DOCUMENT TEXT start

# Preparation for project involving timber cladding....



## Anonymous (22 Aug 2005)

I am in the process of buying a house and want to place a 40' shipping container in the back garden, convert it into an office - cladding it with timber in the process.

Its with regard to the timber cladding people here might be able to give me some pointers on. I want to achieve a similar sort of effect as shown in the pic on this webpage. Considering that I don't want to bore into the container itself during the cladding process, how can I best go about this?

- What timber would be best suited?
- Back of fag pack costings anyone?
- If anyone has come accross a diy manual/guide which covered a similar type of project, I would appreciate it if you could post details.
- As a plain old container would look unsightly, I need to get this clad ASAP once the container is put in place (or the neighbours would be likely to lynch me). What prep could i do pre-arrival of container - to allow for it to be clad superfast?


I have little diy/woodworking experience but I am determined to bring this project to fruition - so any input greatly appreciated.


----------



## Newbie_Neil (22 Aug 2005)

Hi BF

Putting a forty foot shipping container in your back garden would surely require planning permission.

Cheers
Neil


----------



## Anonymous (22 Aug 2005)

Newbie_Neil":7bctyzlx said:


> Hi BF
> 
> Putting a forty foot shipping container in your back garden would surely require planning permission.
> 
> ...


Point well taken Neil. I have done a good bit of research on the subject and have yet to establish this as 100% watertight BUT...there are a couple of reasons why I think this wouldnt be an issue/requirement.
By their very nature shipping containers are 'temporary structures'. I will be investing more time into investigating this aspect before I take the plunge but I think it would only become an issue if it was unsightly - hence, I would want to clad it immediately.


----------



## 9fingers (22 Aug 2005)

You could always paint flowers on it?

If you want to clad it without piercing the skin, try gluing on tannelised tiling battens (costs about 30p/metre) with full strength solvent based 'no-nails' or similar and then nailing your chosen cladding to the battens.

Planning permission? No UK planning permission should be needed especially if you can get it more than 5m from the house and more than 20m from the road. These limits come from 'Permitted development rights' which are enshrined in law and unless you are in a conservation area, the planners can't touch you.

Regards

Bob


----------



## Travis Byrne (22 Aug 2005)

Hello Borderfox
This is going to be a delima considering no holes in the container.
The only thing that I can think of is to pour a footing all around the contrainer and build frame walls and then clad.
If you change your mind about the no holes, then you could screw 2X4 on the flat and attach the cladding.

DOCUMENT TEXT end
DATA SECTION start

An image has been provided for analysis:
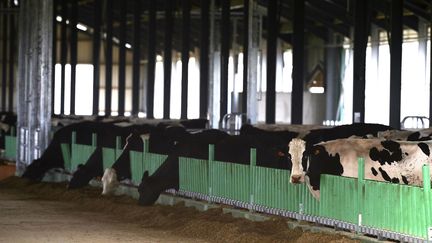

DATA SECTION end

[WHAT YOU WILL DO] In the forum thread about cladding a shipping container, reproduce word for word the passage that begins at the words "- If anyone" and stops after "be clad superfast?".

[SOLUTION FOR THIS PROBLEM]
- If anyone has come accross a diy manual/guide which covered a similar type of project, I would appreciate it if you could post details.
- As a plain old container would look unsightly, I need to get this clad ASAP once the container is put in place (or the neighbours would be likely to lynch me). What prep could i do pre-arrival of container - to allow for it to be clad superfast?